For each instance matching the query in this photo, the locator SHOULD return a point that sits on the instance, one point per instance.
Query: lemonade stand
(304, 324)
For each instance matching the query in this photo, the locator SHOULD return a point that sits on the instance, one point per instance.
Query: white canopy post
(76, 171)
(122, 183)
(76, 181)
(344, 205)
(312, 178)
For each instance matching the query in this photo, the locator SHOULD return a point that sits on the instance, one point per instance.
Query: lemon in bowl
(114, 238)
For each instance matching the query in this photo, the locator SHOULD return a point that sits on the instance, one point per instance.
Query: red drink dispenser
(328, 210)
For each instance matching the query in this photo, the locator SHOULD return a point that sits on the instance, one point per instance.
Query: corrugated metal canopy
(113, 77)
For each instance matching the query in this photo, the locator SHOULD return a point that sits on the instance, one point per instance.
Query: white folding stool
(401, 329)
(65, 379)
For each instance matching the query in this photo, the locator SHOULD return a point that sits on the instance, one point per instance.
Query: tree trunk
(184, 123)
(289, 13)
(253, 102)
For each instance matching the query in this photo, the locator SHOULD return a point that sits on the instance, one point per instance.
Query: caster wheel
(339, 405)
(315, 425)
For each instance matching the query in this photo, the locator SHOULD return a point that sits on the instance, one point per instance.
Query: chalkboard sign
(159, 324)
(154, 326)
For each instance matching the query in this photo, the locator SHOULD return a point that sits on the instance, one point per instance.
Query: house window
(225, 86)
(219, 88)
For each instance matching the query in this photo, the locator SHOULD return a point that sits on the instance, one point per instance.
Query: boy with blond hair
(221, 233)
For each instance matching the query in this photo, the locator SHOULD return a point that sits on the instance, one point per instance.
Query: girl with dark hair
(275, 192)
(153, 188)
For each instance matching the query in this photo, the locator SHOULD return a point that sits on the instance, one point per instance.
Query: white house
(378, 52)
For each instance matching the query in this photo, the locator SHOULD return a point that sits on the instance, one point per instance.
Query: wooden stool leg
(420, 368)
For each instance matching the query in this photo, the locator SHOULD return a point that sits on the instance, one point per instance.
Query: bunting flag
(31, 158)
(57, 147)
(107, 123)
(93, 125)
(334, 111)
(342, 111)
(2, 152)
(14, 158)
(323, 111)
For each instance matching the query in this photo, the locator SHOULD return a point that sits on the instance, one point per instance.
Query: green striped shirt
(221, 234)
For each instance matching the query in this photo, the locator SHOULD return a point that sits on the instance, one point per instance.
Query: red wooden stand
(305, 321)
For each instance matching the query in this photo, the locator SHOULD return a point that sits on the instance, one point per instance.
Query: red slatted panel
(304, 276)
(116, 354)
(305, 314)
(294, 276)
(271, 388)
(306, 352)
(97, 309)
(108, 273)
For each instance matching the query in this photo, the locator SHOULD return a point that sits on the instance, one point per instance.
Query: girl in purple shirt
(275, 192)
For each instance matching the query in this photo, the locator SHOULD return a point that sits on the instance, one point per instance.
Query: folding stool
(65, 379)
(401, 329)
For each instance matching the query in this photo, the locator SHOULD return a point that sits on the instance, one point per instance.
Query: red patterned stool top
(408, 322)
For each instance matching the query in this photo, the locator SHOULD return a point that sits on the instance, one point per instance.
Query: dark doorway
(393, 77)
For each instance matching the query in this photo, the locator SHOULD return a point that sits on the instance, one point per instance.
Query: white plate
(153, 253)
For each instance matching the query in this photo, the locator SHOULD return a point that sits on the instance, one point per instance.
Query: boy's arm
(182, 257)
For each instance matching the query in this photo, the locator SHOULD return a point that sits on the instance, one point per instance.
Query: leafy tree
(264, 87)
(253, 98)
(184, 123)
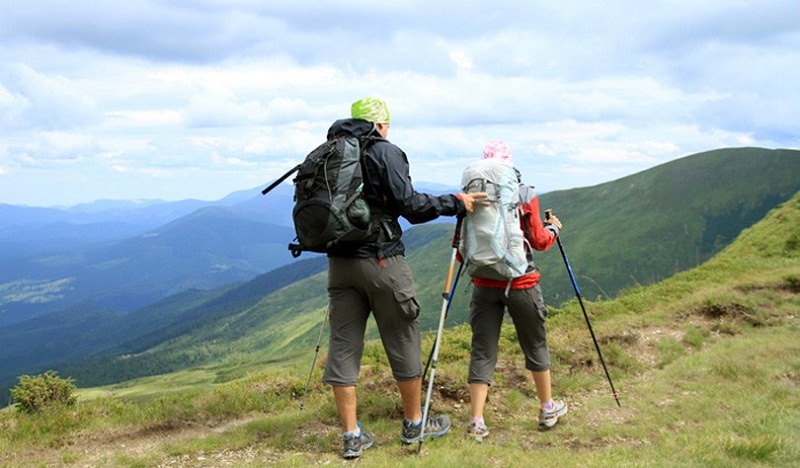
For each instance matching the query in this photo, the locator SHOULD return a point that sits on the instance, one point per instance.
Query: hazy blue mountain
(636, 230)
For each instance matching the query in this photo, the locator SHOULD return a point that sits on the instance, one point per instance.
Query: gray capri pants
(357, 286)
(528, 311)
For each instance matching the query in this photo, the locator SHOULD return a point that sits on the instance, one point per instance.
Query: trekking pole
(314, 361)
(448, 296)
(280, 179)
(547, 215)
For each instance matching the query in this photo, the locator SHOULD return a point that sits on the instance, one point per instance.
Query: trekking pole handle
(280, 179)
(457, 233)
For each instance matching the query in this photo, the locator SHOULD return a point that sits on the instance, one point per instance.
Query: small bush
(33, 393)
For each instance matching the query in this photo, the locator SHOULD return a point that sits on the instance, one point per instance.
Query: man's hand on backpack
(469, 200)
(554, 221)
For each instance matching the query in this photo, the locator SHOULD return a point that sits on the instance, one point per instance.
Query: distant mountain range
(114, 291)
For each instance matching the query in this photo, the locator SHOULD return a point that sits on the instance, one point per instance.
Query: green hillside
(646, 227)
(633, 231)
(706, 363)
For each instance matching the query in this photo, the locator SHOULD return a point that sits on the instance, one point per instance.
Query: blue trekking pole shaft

★ ★ ★ ★

Keep the pictures out of the copy and write out the data exactly as it stands.

For each instance matching the query in this photo, the locator SHOULD return a point that sits on the instance, one point per instance.
Query: lemonade stand
(304, 324)
For each instance matching the query in this photo, the locator SHOULD return a point that sits on the instance, one point per instance.
Query: white canopy post
(76, 171)
(122, 183)
(76, 181)
(344, 205)
(312, 178)
For each instance matching the query in this photo, the locator SHOULD return a point that sits on the instance, one point per instance.
Query: lemon in bowl
(114, 238)
For each instance matching the query in this photo, the locator SHOULD return a point that sits on the instance, one point per instance.
Query: red drink dispenser
(328, 210)
For each instance matching the query in this photo, the locator SHOULD return a point that sits on the instance, one point per instance.
Query: corrugated metal canopy
(113, 77)
For each instance matching the query in this photo, the locator SHOULD return a point that sits on the instance, one point per instance.
Query: white folding stool
(401, 329)
(65, 379)
For each instance matching the query in this photo, the locator SHOULD return a point that sits on the instance, one point per instance.
Query: tree trunk
(184, 123)
(289, 13)
(253, 102)
For each instance matching the query in this photo, the locator SHOULD return a point that sits on the instance, one point per instance.
Query: caster wheel
(339, 405)
(315, 425)
For each instance matching the query in this photo, the locator SHOULD return a point that sits on the instance, one point per instance.
Query: chalkboard sign
(159, 324)
(154, 326)
For each instance matching the query in this photo, the locator SHOULD return a point that sits on the instance, one point per instance.
Query: house window
(225, 86)
(219, 88)
For each instance matching the query in this photo, the locator SHOULD return a point that sits on the instance, one point per instance.
Query: boy with blond hair
(221, 233)
For each instance matching the query in this photo, the locator SHOULD return a point that sits on the instance, one point per instance.
Query: girl with dark hair
(275, 192)
(153, 188)
For each instance matching the query in this photo, the locator SHOULD return a point that sits on the instance, one point per instance.
Query: white house
(378, 52)
For each instance matching the query in this photo, the locator SHOULD return a point that sits on the instance, one point per instance.
Query: wooden stool leg
(420, 368)
For each instance matching the query in this photo, the locator SHOULD return a point that sits on the instance, one point per instance.
Query: bunting flag
(31, 158)
(57, 147)
(107, 123)
(93, 125)
(334, 111)
(342, 111)
(2, 152)
(14, 158)
(323, 111)
For each instance matching the query in this photo, the locator SHOULD return a point that sits on the instance, one point per instance.
Query: green striped shirt
(221, 234)
For each instance matching the query in this photo, the locator SHOULD return a point that sits on the instance, one point per instance.
Query: red wooden stand
(305, 321)
For each instance matching the query in this photo, the locator SHOULD return a point that sits on the instance, one point per instance.
Query: red slatted panel
(304, 276)
(116, 354)
(305, 314)
(294, 276)
(271, 388)
(306, 352)
(97, 309)
(108, 273)
For each instance matching the query in this photo, the locator SHOULD return a point that sits on the instance, one point per instance.
Query: girl in purple shirt
(275, 192)
For each instance matching the query in this photo, the locator SHOULD return a point that sits on the instance, one point per instance.
Query: folding stool
(65, 379)
(401, 329)
For each instance matching the query in this photo, the locator SHOULD return a point that sits on the instance, one point per instance.
Query: red patterned stool top
(408, 322)
For each instance matching the query in this photo, the locator SHOULD return a point that sits on the instance, one point per instance.
Query: dark doorway
(393, 77)
For each instance matching the query in this photo, the locator SHOULD return a point that sits on the instance, one point per instance.
Query: white plate
(153, 253)
For each instance matching the query in this photo, the locator SHOULD return a point that sits on the instance, one point per instance.
Query: boy's arm
(182, 257)
For each instance matching the query in this photo, the locator SHOULD return a point that sits on the instance, one point per instance.
Query: leafy tree
(264, 87)
(253, 98)
(184, 123)
For each instance matching the query in this photo, the locator SHOULD return a point that sits on the instance, one point per instance.
Query: hazy blue mountain
(636, 230)
For each instance matching the query in this photo, the locator SHOULD return a point that sits on the instance, one point per instance.
Query: gray capri pants
(357, 286)
(528, 311)
For each instance matching the query in this photo, the locator SHOULD return a point that sits on the instance, one point per instance.
Query: trekking pole
(314, 361)
(448, 296)
(280, 179)
(547, 215)
For each instance matching the query in this photo, the locator SHOULD return a point that sits on the instance, one point per instance.
Query: trekking pole handle
(280, 179)
(457, 233)
For each instance matching the query in this photo, the locator SHOULD return a point that sits on the instance, one point per instance.
Query: small bush
(33, 393)
For each instance matching the query in this photo, the locator SHOULD return a point that sits on the instance, one point per instance.
Query: man's hand on backpack
(469, 200)
(554, 221)
For each instance matching the query in this photo, the locator SHOULD return a point that sits on the instance, one point per instance.
Query: distant mountain range
(114, 291)
For each instance matching the query in this photo, the locator SHOULD return a point that sits on the instance, one point per instance.
Query: green hillside
(646, 227)
(633, 231)
(706, 363)
For each instance matching the query in this photo, the locator SHOULD return a point that sits on the instance, one point per instance.
Query: blue trekking pole shaft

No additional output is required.